Content starts
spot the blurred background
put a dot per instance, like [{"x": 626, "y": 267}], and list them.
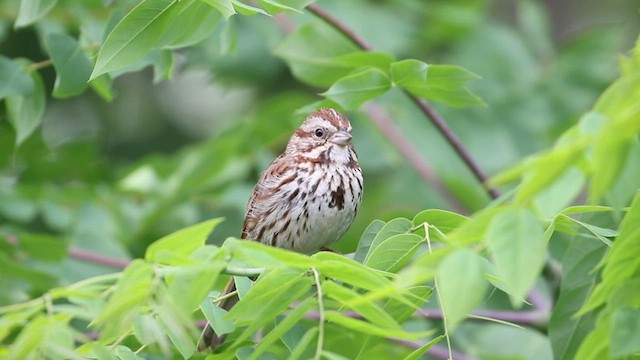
[{"x": 180, "y": 145}]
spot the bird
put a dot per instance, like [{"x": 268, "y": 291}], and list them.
[{"x": 306, "y": 199}]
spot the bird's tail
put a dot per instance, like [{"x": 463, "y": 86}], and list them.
[{"x": 209, "y": 338}]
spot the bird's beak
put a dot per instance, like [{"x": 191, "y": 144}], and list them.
[{"x": 341, "y": 138}]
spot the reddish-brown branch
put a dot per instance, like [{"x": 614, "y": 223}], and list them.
[
  {"x": 410, "y": 153},
  {"x": 424, "y": 106}
]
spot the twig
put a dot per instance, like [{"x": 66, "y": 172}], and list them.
[
  {"x": 424, "y": 106},
  {"x": 411, "y": 154},
  {"x": 437, "y": 351},
  {"x": 316, "y": 278},
  {"x": 98, "y": 259}
]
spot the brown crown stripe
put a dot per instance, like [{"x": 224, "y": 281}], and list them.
[{"x": 335, "y": 118}]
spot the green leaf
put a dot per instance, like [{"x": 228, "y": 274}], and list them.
[
  {"x": 14, "y": 80},
  {"x": 596, "y": 345},
  {"x": 102, "y": 85},
  {"x": 419, "y": 352},
  {"x": 134, "y": 36},
  {"x": 260, "y": 255},
  {"x": 73, "y": 67},
  {"x": 298, "y": 351},
  {"x": 367, "y": 239},
  {"x": 216, "y": 317},
  {"x": 460, "y": 273},
  {"x": 247, "y": 10},
  {"x": 393, "y": 227},
  {"x": 273, "y": 7},
  {"x": 25, "y": 111},
  {"x": 284, "y": 325},
  {"x": 33, "y": 10},
  {"x": 310, "y": 52},
  {"x": 517, "y": 243},
  {"x": 270, "y": 296},
  {"x": 191, "y": 284},
  {"x": 599, "y": 232},
  {"x": 560, "y": 193},
  {"x": 192, "y": 22},
  {"x": 625, "y": 332},
  {"x": 175, "y": 325},
  {"x": 130, "y": 292},
  {"x": 177, "y": 246},
  {"x": 444, "y": 83},
  {"x": 545, "y": 169},
  {"x": 394, "y": 252},
  {"x": 124, "y": 353},
  {"x": 371, "y": 329},
  {"x": 444, "y": 221},
  {"x": 225, "y": 7},
  {"x": 43, "y": 246},
  {"x": 30, "y": 339},
  {"x": 621, "y": 263},
  {"x": 344, "y": 269},
  {"x": 474, "y": 230},
  {"x": 567, "y": 331},
  {"x": 354, "y": 90},
  {"x": 415, "y": 296},
  {"x": 368, "y": 309}
]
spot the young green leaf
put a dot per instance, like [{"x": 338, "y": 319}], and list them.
[
  {"x": 443, "y": 220},
  {"x": 25, "y": 111},
  {"x": 258, "y": 254},
  {"x": 130, "y": 291},
  {"x": 176, "y": 325},
  {"x": 621, "y": 263},
  {"x": 192, "y": 283},
  {"x": 193, "y": 22},
  {"x": 566, "y": 331},
  {"x": 273, "y": 7},
  {"x": 393, "y": 253},
  {"x": 14, "y": 80},
  {"x": 284, "y": 325},
  {"x": 354, "y": 90},
  {"x": 298, "y": 351},
  {"x": 216, "y": 317},
  {"x": 310, "y": 51},
  {"x": 247, "y": 10},
  {"x": 418, "y": 353},
  {"x": 444, "y": 83},
  {"x": 225, "y": 7},
  {"x": 371, "y": 329},
  {"x": 73, "y": 67},
  {"x": 33, "y": 10},
  {"x": 517, "y": 243},
  {"x": 180, "y": 244},
  {"x": 625, "y": 332},
  {"x": 271, "y": 295},
  {"x": 461, "y": 285},
  {"x": 393, "y": 227},
  {"x": 368, "y": 309},
  {"x": 367, "y": 239},
  {"x": 134, "y": 36},
  {"x": 349, "y": 271}
]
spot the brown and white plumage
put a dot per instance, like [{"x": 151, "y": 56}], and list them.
[{"x": 308, "y": 196}]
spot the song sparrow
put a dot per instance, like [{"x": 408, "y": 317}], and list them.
[{"x": 307, "y": 198}]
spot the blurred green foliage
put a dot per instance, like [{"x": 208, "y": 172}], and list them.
[{"x": 115, "y": 132}]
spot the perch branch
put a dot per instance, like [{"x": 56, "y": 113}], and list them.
[{"x": 423, "y": 105}]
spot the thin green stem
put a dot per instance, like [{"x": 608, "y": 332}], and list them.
[
  {"x": 225, "y": 296},
  {"x": 321, "y": 317},
  {"x": 435, "y": 284}
]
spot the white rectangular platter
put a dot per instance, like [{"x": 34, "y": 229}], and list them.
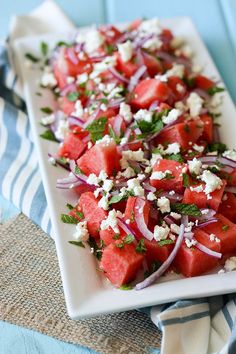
[{"x": 87, "y": 293}]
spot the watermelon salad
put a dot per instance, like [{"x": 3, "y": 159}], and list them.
[{"x": 137, "y": 126}]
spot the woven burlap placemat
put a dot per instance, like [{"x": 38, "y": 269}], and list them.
[{"x": 31, "y": 295}]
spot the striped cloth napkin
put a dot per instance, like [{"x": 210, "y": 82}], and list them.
[{"x": 201, "y": 326}]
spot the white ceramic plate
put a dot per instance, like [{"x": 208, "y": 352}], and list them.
[{"x": 87, "y": 292}]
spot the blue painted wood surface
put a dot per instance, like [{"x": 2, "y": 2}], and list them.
[{"x": 216, "y": 22}]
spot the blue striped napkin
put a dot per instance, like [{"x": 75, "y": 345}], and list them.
[{"x": 201, "y": 326}]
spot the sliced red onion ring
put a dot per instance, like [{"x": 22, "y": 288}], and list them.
[
  {"x": 208, "y": 251},
  {"x": 71, "y": 55},
  {"x": 127, "y": 229},
  {"x": 135, "y": 78},
  {"x": 139, "y": 218},
  {"x": 76, "y": 121},
  {"x": 156, "y": 275},
  {"x": 230, "y": 189},
  {"x": 118, "y": 76}
]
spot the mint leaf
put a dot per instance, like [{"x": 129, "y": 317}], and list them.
[
  {"x": 48, "y": 135},
  {"x": 186, "y": 209},
  {"x": 46, "y": 110},
  {"x": 73, "y": 96},
  {"x": 215, "y": 89},
  {"x": 68, "y": 219},
  {"x": 97, "y": 128},
  {"x": 32, "y": 58},
  {"x": 165, "y": 242},
  {"x": 125, "y": 287},
  {"x": 77, "y": 243},
  {"x": 44, "y": 48}
]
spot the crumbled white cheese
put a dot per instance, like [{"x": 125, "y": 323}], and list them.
[
  {"x": 82, "y": 78},
  {"x": 151, "y": 196},
  {"x": 125, "y": 112},
  {"x": 81, "y": 233},
  {"x": 143, "y": 114},
  {"x": 173, "y": 148},
  {"x": 195, "y": 166},
  {"x": 104, "y": 203},
  {"x": 194, "y": 103},
  {"x": 176, "y": 216},
  {"x": 176, "y": 70},
  {"x": 132, "y": 156},
  {"x": 93, "y": 179},
  {"x": 48, "y": 119},
  {"x": 48, "y": 80},
  {"x": 134, "y": 185},
  {"x": 230, "y": 264},
  {"x": 230, "y": 154},
  {"x": 126, "y": 50},
  {"x": 91, "y": 38},
  {"x": 111, "y": 221},
  {"x": 107, "y": 185},
  {"x": 163, "y": 204},
  {"x": 212, "y": 181},
  {"x": 190, "y": 243},
  {"x": 171, "y": 116},
  {"x": 161, "y": 232}
]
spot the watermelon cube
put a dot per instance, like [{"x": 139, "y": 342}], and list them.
[
  {"x": 93, "y": 214},
  {"x": 191, "y": 261},
  {"x": 173, "y": 180},
  {"x": 224, "y": 230},
  {"x": 121, "y": 264},
  {"x": 102, "y": 156}
]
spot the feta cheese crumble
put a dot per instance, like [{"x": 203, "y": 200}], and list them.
[{"x": 125, "y": 50}]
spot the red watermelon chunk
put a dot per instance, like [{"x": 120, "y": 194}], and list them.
[
  {"x": 174, "y": 180},
  {"x": 102, "y": 156},
  {"x": 191, "y": 261},
  {"x": 121, "y": 264},
  {"x": 200, "y": 199},
  {"x": 228, "y": 206},
  {"x": 92, "y": 213},
  {"x": 182, "y": 133},
  {"x": 72, "y": 147},
  {"x": 225, "y": 230},
  {"x": 130, "y": 215}
]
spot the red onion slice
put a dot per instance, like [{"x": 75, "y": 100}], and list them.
[
  {"x": 208, "y": 251},
  {"x": 156, "y": 275},
  {"x": 118, "y": 76},
  {"x": 139, "y": 218}
]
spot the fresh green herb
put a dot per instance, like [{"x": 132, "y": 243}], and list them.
[
  {"x": 113, "y": 135},
  {"x": 32, "y": 58},
  {"x": 73, "y": 96},
  {"x": 44, "y": 48},
  {"x": 140, "y": 248},
  {"x": 215, "y": 89},
  {"x": 77, "y": 243},
  {"x": 186, "y": 180},
  {"x": 97, "y": 128},
  {"x": 225, "y": 227},
  {"x": 220, "y": 147},
  {"x": 128, "y": 239},
  {"x": 46, "y": 110},
  {"x": 125, "y": 287},
  {"x": 165, "y": 242},
  {"x": 68, "y": 219},
  {"x": 168, "y": 176},
  {"x": 175, "y": 157},
  {"x": 48, "y": 135},
  {"x": 186, "y": 209},
  {"x": 95, "y": 248},
  {"x": 69, "y": 206}
]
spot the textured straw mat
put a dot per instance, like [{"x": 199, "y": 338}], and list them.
[{"x": 31, "y": 295}]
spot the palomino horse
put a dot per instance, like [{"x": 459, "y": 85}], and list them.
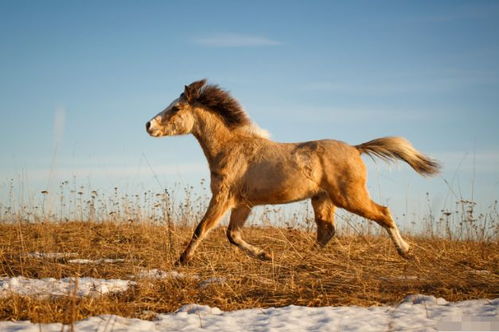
[{"x": 248, "y": 169}]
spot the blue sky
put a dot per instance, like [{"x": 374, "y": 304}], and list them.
[{"x": 80, "y": 78}]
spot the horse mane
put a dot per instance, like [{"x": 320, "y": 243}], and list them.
[{"x": 220, "y": 102}]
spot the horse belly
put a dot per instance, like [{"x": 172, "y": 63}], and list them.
[{"x": 272, "y": 188}]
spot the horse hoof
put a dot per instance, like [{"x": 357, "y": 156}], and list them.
[
  {"x": 409, "y": 255},
  {"x": 181, "y": 261},
  {"x": 264, "y": 256}
]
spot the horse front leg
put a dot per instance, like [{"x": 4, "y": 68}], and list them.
[
  {"x": 216, "y": 209},
  {"x": 238, "y": 217}
]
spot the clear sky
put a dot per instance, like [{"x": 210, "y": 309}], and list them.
[{"x": 79, "y": 79}]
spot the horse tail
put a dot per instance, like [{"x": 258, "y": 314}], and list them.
[{"x": 391, "y": 148}]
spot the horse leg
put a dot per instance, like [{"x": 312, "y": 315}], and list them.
[
  {"x": 356, "y": 200},
  {"x": 324, "y": 218},
  {"x": 216, "y": 210},
  {"x": 237, "y": 219}
]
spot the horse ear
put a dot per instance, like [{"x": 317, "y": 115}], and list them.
[
  {"x": 187, "y": 93},
  {"x": 192, "y": 91}
]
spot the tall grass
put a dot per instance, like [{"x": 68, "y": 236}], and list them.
[{"x": 456, "y": 255}]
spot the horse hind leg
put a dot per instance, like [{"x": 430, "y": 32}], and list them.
[
  {"x": 324, "y": 218},
  {"x": 356, "y": 200},
  {"x": 238, "y": 217}
]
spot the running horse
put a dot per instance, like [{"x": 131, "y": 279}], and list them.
[{"x": 248, "y": 169}]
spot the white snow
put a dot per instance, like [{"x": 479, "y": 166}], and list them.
[
  {"x": 61, "y": 287},
  {"x": 415, "y": 313}
]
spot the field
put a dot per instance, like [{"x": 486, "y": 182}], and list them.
[
  {"x": 353, "y": 270},
  {"x": 138, "y": 238}
]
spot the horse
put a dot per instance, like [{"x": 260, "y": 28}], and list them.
[{"x": 248, "y": 169}]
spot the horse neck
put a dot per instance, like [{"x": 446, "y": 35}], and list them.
[{"x": 212, "y": 135}]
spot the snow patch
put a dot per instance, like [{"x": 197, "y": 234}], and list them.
[
  {"x": 415, "y": 313},
  {"x": 51, "y": 255},
  {"x": 61, "y": 287},
  {"x": 96, "y": 261}
]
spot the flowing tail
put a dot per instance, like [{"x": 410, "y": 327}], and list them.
[{"x": 391, "y": 148}]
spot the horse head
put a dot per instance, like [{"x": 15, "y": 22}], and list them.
[{"x": 177, "y": 118}]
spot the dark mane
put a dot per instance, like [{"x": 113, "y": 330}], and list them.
[{"x": 222, "y": 103}]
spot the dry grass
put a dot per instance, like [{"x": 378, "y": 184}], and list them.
[{"x": 353, "y": 270}]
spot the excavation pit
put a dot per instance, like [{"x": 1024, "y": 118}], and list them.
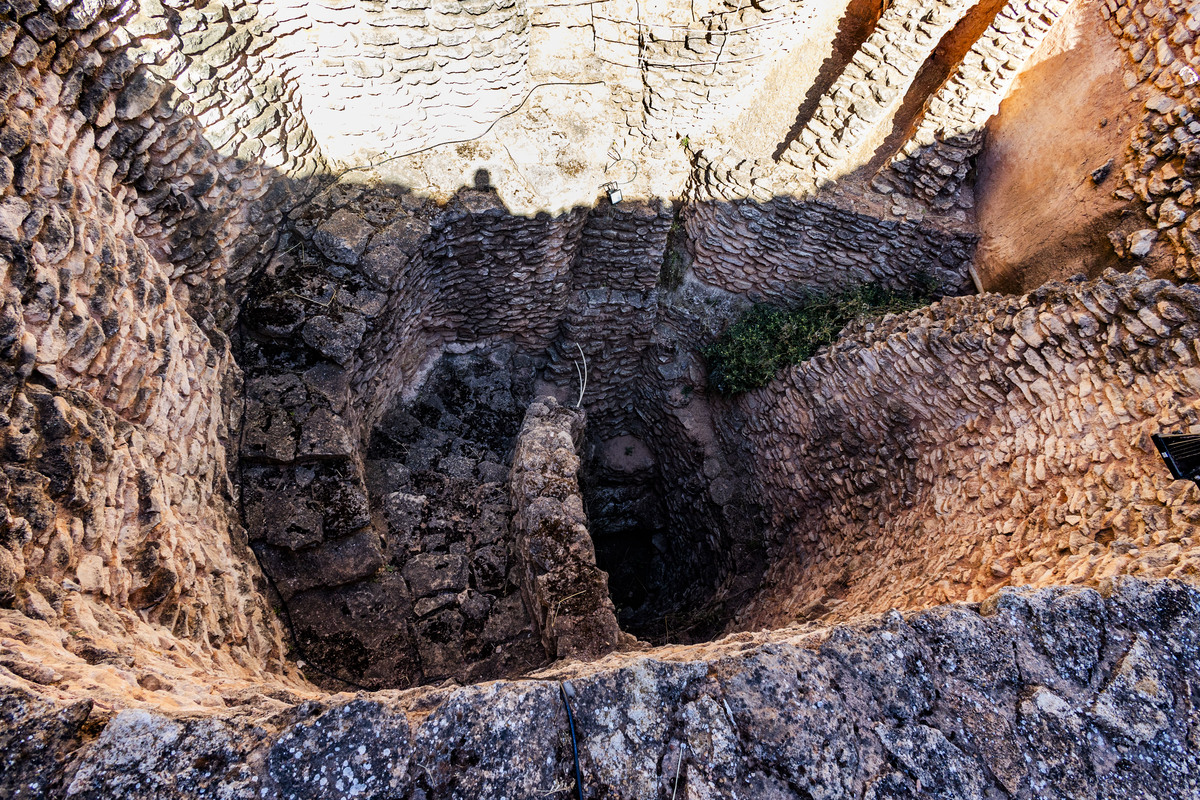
Content ends
About this task:
Could you write out, word for word, the lines from the one containing "spot the horse head" through the last line of the records, leaving out the pictures?

Answer space:
spot the horse head
put a dot per instance, like [{"x": 15, "y": 22}], and list them.
[{"x": 177, "y": 118}]
spot the dark mane
put a dot per instance, like [{"x": 113, "y": 330}], and list them.
[{"x": 222, "y": 103}]
spot the dry grass
put a dot per instance, like [{"x": 378, "y": 184}], and list them.
[{"x": 353, "y": 270}]
spot the excavation pit
put a dot per instance, like [{"x": 1024, "y": 118}], and list them.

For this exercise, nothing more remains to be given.